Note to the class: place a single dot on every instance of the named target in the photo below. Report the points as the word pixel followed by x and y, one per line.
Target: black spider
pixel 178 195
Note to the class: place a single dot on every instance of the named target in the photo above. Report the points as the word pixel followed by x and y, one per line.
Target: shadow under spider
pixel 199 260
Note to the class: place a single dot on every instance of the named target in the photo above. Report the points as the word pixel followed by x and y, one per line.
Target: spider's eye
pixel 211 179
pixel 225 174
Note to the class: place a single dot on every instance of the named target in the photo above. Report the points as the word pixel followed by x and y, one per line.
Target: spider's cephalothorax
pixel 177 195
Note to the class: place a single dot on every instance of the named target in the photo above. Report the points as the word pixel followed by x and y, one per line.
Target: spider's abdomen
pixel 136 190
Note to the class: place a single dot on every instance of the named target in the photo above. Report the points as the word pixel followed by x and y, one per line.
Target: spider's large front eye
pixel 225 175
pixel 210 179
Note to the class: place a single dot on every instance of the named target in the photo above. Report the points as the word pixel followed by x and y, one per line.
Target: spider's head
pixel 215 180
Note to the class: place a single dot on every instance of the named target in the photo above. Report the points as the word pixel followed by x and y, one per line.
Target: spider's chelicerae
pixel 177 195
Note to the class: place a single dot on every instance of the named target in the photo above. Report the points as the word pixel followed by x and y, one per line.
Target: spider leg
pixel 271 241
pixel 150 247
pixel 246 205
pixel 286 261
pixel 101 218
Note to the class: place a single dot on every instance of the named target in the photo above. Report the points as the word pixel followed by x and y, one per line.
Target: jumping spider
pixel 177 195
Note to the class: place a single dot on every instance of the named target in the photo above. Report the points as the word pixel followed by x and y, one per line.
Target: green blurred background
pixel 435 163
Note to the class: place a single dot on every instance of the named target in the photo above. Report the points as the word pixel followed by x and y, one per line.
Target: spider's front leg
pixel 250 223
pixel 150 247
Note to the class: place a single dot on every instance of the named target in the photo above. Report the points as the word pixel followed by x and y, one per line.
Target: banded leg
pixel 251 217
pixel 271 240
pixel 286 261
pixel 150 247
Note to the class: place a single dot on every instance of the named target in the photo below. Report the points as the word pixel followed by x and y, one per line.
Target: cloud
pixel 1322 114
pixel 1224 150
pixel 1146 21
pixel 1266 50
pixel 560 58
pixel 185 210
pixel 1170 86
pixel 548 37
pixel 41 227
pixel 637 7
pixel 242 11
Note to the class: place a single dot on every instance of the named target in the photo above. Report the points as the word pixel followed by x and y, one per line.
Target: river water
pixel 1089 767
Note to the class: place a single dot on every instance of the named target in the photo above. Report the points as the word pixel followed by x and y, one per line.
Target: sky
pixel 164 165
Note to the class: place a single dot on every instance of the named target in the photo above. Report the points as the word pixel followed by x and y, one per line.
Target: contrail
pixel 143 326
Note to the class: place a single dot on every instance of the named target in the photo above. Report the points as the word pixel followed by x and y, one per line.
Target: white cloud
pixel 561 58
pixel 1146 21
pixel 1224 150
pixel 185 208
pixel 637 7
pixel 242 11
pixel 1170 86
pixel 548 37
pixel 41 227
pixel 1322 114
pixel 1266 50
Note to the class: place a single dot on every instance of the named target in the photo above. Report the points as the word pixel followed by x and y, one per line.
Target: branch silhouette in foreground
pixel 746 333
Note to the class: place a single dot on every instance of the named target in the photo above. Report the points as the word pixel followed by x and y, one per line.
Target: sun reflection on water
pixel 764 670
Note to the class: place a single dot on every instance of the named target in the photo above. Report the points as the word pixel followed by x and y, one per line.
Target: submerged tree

▸ Exercise directions
Identify every line in the rows above that contains the word "front" and copy each of those lines out in full.

▸ Result of this task
Target: spider's large front eye
Target: spider's front leg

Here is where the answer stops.